Source data:

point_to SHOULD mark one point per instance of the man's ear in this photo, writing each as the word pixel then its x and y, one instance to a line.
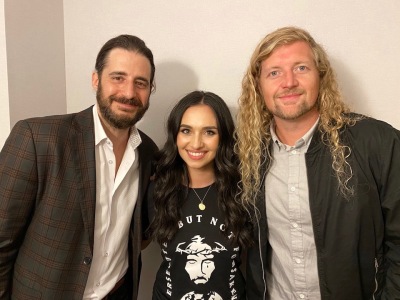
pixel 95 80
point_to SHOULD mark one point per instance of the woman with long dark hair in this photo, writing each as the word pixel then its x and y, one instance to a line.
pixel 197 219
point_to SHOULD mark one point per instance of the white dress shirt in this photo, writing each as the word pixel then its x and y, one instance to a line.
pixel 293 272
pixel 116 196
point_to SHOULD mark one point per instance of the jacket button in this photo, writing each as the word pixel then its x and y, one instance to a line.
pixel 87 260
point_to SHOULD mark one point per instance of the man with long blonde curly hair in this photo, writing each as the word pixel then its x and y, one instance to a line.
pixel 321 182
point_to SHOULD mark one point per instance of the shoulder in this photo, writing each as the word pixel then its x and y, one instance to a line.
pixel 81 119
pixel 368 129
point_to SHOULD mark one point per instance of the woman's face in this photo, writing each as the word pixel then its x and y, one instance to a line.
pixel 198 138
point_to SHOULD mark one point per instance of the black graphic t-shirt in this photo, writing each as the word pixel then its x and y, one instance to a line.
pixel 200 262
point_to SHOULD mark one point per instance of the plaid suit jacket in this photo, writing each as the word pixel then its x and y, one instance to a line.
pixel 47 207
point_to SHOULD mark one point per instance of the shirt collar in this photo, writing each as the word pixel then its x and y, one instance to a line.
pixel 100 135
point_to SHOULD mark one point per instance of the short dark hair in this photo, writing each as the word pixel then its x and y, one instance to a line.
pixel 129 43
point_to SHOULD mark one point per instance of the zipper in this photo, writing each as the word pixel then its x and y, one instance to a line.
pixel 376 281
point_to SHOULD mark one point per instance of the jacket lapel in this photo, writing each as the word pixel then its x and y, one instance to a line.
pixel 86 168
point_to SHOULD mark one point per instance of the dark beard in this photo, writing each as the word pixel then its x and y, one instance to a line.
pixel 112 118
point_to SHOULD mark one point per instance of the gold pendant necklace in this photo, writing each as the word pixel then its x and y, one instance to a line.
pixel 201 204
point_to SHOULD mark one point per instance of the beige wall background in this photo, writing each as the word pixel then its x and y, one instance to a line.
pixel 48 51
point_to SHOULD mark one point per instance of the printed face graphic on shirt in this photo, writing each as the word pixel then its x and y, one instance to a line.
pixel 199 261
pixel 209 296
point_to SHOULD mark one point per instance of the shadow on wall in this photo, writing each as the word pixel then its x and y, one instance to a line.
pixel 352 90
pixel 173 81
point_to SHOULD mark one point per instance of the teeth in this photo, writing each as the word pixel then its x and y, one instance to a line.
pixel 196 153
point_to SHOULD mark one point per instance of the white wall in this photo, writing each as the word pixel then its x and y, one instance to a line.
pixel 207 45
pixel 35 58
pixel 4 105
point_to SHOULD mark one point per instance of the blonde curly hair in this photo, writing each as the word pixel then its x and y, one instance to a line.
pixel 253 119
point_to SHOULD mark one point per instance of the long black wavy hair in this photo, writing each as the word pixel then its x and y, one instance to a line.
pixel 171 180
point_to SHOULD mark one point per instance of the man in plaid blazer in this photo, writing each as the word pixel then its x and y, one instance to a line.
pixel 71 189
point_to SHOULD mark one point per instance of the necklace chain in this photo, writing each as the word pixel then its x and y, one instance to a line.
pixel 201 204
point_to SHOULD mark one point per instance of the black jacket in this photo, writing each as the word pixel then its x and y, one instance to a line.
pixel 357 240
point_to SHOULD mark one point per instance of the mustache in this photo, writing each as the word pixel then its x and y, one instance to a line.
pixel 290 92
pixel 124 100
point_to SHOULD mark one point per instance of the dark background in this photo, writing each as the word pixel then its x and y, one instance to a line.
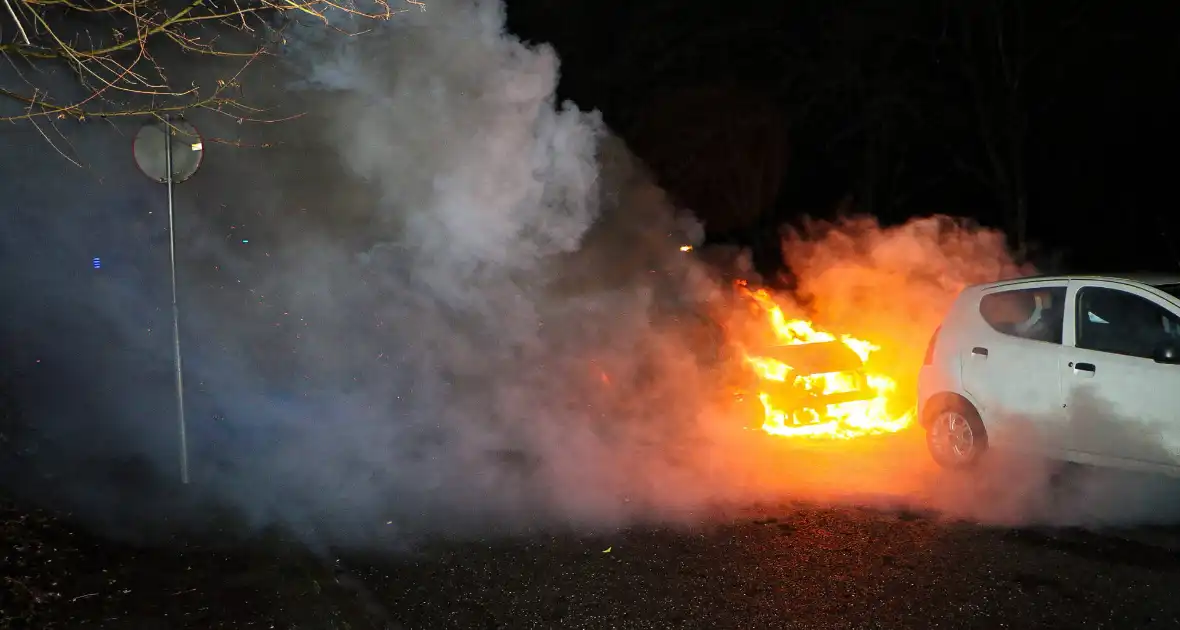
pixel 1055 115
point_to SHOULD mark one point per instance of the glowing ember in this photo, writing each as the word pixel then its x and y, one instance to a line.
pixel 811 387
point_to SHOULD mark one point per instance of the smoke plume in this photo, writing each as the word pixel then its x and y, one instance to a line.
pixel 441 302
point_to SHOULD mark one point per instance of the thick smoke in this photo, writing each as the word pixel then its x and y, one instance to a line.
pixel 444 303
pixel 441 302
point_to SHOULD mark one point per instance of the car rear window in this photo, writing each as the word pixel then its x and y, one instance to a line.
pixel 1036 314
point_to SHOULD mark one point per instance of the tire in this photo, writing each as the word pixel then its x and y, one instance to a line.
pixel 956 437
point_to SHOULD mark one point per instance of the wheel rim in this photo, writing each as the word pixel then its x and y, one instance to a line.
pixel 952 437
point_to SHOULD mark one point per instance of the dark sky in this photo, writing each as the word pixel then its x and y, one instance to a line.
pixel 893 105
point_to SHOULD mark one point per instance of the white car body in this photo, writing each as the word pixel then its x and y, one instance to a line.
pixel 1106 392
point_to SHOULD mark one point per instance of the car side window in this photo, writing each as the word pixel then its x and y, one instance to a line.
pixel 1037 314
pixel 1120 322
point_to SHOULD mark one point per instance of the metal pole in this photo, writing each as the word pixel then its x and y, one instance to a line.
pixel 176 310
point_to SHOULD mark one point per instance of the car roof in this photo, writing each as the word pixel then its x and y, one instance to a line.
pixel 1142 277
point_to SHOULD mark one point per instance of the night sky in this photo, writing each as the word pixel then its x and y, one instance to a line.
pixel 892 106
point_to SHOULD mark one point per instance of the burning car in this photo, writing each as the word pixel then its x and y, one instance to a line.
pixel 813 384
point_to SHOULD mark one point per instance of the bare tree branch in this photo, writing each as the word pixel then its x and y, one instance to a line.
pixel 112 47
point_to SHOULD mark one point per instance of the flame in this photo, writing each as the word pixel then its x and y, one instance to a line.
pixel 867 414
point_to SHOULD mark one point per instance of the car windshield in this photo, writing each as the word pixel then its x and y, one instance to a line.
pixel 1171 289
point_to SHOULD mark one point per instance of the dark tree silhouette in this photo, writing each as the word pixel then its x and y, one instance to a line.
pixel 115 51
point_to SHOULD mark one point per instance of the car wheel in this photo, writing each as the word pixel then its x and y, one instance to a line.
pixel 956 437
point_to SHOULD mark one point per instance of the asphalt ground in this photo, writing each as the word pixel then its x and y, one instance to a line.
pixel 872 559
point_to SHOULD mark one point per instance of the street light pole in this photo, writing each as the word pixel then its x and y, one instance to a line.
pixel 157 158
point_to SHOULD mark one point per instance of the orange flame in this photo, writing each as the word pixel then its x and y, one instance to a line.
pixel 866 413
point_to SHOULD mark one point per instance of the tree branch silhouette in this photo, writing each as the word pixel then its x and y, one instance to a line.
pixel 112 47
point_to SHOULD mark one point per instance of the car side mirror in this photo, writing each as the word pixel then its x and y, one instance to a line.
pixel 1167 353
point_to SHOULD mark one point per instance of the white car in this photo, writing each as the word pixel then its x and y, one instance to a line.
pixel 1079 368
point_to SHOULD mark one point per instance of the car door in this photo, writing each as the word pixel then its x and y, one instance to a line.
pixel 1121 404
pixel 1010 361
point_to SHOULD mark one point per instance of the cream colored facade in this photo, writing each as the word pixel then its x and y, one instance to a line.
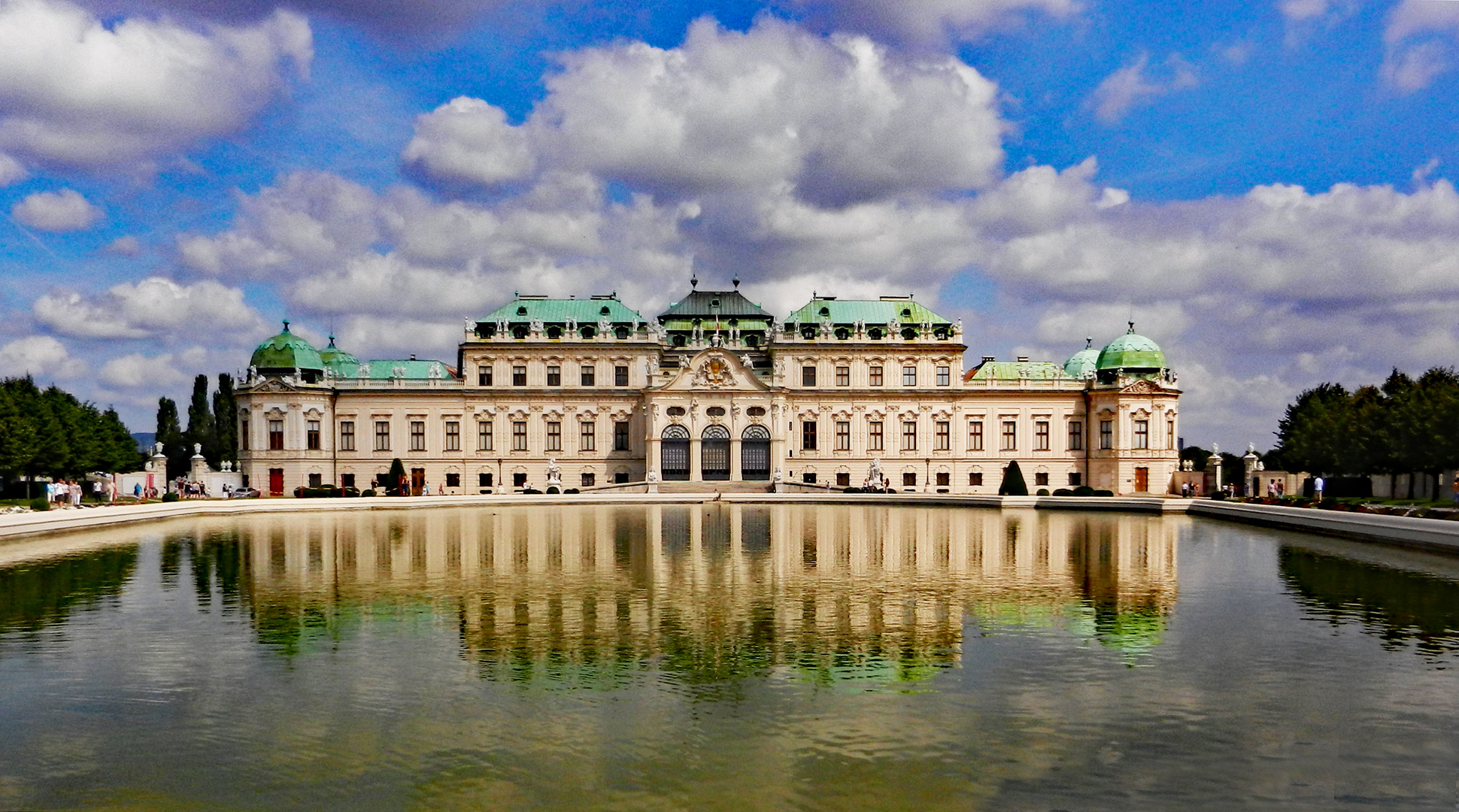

Problem statement: Retype every entry above exactly, leaving out the pictures.

The completed task:
point_to SHOULD mark one point per instance of the man's ear in this photo, writing each as the word pixel then its x and y, one instance to a line.
pixel 95 80
point_to SHOULD mark one point per instance of the woman with long dark hair in this photo, writing each as the word pixel then its x and y, one instance to a line.
pixel 197 219
point_to SHOULD mark one point per instance of the white dress shirt in this photo, writing each as the word pixel then its x and y, one instance to a line.
pixel 293 272
pixel 116 196
point_to SHOULD mark one point per instance of the jacket button in this photo, writing each as the word pixel then its x and y, one instance to a line.
pixel 87 260
point_to SHOULD mark one point per instance of the man with long blonde curly hair in this photo, writing each as the word pixel then its x and y, one instance to a line.
pixel 321 182
point_to SHOULD mark one point per instance of the shoulder in this photo, writing each as the word pixel then its x and y, one instance to a line.
pixel 81 119
pixel 368 129
point_to SHOULD mark one point per instance of the woman's face in this photo, writing each as the word pixel then its x and y, one instance to a line.
pixel 198 138
point_to SHOULD mark one point per instance of the black graphic t-shirt in this photo, writing each as the word pixel then its x and y, one instance to a line.
pixel 200 262
point_to SHOULD mark one point per instance of the plaid suit jacket in this photo, writing each as the word pixel then its x and y, one instance to a line.
pixel 47 207
point_to SHOULD mark one point per instance of the shirt collar in this photo, writing each as the word pixel then its x and y, one instance to a line.
pixel 100 135
point_to SHOULD mark one point per instance of the short dark hair in this photo, writing each as the word pixel then its x and y, one instance to a line.
pixel 129 43
point_to SHOULD mark one point per instance of the zipper in this photo, writing each as the word pixel then its x and y, one instance to a line.
pixel 376 281
point_to SHOULD mark one point per instance of the jacket lapel in this photo, writing each as the word pixel then its x and y, one instance to a line.
pixel 86 168
point_to SHOULD mark one point per instance of the dark beard in this photo, writing each as the word pixel then its x and y, one instance to a line.
pixel 112 118
point_to SHOULD mark one point per instance of the gold pendant necklace in this photo, writing each as the word pixel then its x and y, one instance to a line.
pixel 201 204
point_to SHOULD mark one point per instance of the beige wall background in this photo, writing each as the word pixel then its x and y, one instance to a line.
pixel 48 51
point_to SHOULD mark one point per instance of the printed face graphic on shirt in this photo, writing each as the word pixel then its x and y, one instance to a line.
pixel 199 261
pixel 209 296
point_to SHOULD mark one point per instance of the shadow on wall in this photo, writing each as the word pixel then its x and y, one instance to a line.
pixel 352 90
pixel 173 81
point_to SHOULD mark one point per instance of the teeth in this photo, writing each as the word pixel then its x and y, one instance to a line.
pixel 196 153
point_to SHOULD mark one point per instance of the white wall in this photo, writing each as the word pixel then its x and y, one instance to a line.
pixel 207 45
pixel 35 58
pixel 4 105
point_to SHOULD mark one point per instance of the blonde curly hair in this photo, writing each as the word pixel then its x and y, one instance to a line.
pixel 253 119
point_to SHOULD mark one point per instance of the long black wavy hair in this photo, writing each as the word pixel then its x and y, one instance to a line.
pixel 171 180
point_to SHOULD mark one point per instance of the man in plaid blazer in this photo, writing each as the word pixel then its x and y, one instance to a line.
pixel 71 189
point_to SHOULD mark one point per instance of the necklace chain in this photo, writing each as the word pixel then its x and y, one instance to a line.
pixel 201 204
point_to SHOULD mark one point per instance of the black jacket in this photo, writing each as the word pixel then its x and y, one instance to a line.
pixel 357 240
point_to SHOULD mark one point per instance of the mustache in this photo, writing each as the word pixel then its x and y, one instance to a line.
pixel 290 92
pixel 124 100
point_to SHOULD mark one point per instance of the dark background in this photo, writing each as the word pixel then its x and y, one instance to a line.
pixel 1055 115
point_to SHOULD mark one point per instance of the glowing ember in this photo, writing each as the word pixel then its x and y, one instance to a line.
pixel 811 387
point_to SHOULD mark one point per instance of the smoke plume in this photo, writing each as the word pixel then its x and y, one instance to a line.
pixel 441 302
point_to SHOULD mark one point per instance of the thick smoke in this photo, writing each as the word pixel then its x and y, one instance to a line.
pixel 444 303
pixel 441 302
point_to SHOULD mark one point per instance of the car rear window in this photo, writing each as the word pixel then its x and y, one instance to a line.
pixel 1036 314
point_to SHOULD mark one point per instance of the tire in this photo, writing each as the word pixel then its x and y, one instance to a line.
pixel 956 437
point_to SHOULD mark one point per instance of the wheel rim in this photo, writing each as the word pixel then its x and y, one instance to a line.
pixel 952 437
point_to SHOULD mark one point per instance of the dark sky in this photo, writing each as the word pixel then its x and y, one instance to a line.
pixel 893 105
point_to SHOULD mark one point per instance of the white car body in this photo, writing each as the word pixel then its x and y, one instance to a line.
pixel 1106 392
point_to SHOULD mark one point per instance of the car side window in this photo, writing each as the word pixel then its x and y, one instance to a line.
pixel 1037 314
pixel 1120 322
point_to SHOULD mark one point per instance of the metal pole in this photo, writing each as the word pixel then its x and y, one instance to a line.
pixel 176 310
point_to SHOULD mark one point per instance of the car roof in this photo, writing each as the word pixel then its x and y, one instance to a line.
pixel 1142 277
point_to SHOULD mark one point per instance of the night sky in this photo, writing each as the word pixel then its x and y, one instance to a line.
pixel 892 106
point_to SHOULD mark one point per instance of the burning car in this photo, writing each as the word pixel then its x and y, one instance to a line.
pixel 813 384
point_to SHOULD mark one point per instance of the bare tree branch in this photo, writing each as the word pixel then its x and y, one instance to a line.
pixel 112 47
point_to SHOULD mark one point per instance of the flame in this photo, writing each as the word pixel then its x and y, one instance to a line.
pixel 867 414
point_to SHOULD mark one point per instance of the car windshield in this photo, writing each as the word pixel then its x and y, one instance to a line.
pixel 1171 289
point_to SHOULD mark one point per instance of the dark tree silhouette in this photo, writing each as the word pixel then its x and y, one instance to a line.
pixel 115 51
point_to SHOULD mark one point per instance of the car wheel in this photo, writing each as the word pixel then its x and y, one instance to a line.
pixel 956 437
point_to SHOULD mark one point per instance of the asphalt ground in this photo, writing each as the word pixel then its x and y, one instance to a line.
pixel 872 559
point_to SHOULD mark one point per instance of the street light pole in this photo, writing each as the word pixel then its x and y, one instance to a line.
pixel 157 158
point_to SHOULD mark one point per instance of the orange flame in this photo, writing each as the word pixel then its x and y, one instance to a line.
pixel 866 413
point_to SHOULD mark one point per instance of the tree branch silhouette in this photo, writing each as the word pixel then its x and y, one instance to a line.
pixel 112 47
point_to SHOULD mark one point per instance of the car side mirror in this photo, writing each as the word pixel then its x and y, one instance to a line.
pixel 1167 353
point_to SHOULD mark one point per instance of the white car in this photo, writing each as the word pixel then its x and y, one instance to a line.
pixel 1079 368
point_to SHOULD mark one point per instance of the car door in this photo, writing each as the word pixel then its x and y, one instance to a line.
pixel 1121 404
pixel 1010 361
point_to SHOULD mark one point per instance of the cream colored facade in this photo, writing each as the word pixel then its x and y, one instance to a line.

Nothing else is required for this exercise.